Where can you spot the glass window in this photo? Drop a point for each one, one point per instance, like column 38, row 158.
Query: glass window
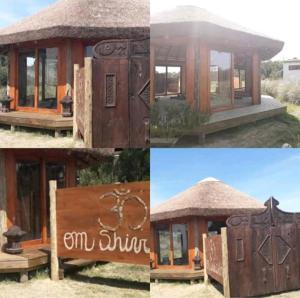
column 3, row 75
column 26, row 79
column 28, row 199
column 160, row 79
column 164, row 247
column 180, row 244
column 48, row 78
column 54, row 171
column 220, row 78
column 173, row 79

+ + + + + + +

- OBJECTIVE -
Could you print everything from the start of the material down to the line containing "column 164, row 247", word for word with both ends included and the pictures left out?

- COMPLETED TASK -
Where can you spot the glass window in this photo? Drop a point for each one, one point per instance, like column 38, row 158.
Query: glass window
column 3, row 75
column 26, row 79
column 28, row 199
column 160, row 79
column 164, row 247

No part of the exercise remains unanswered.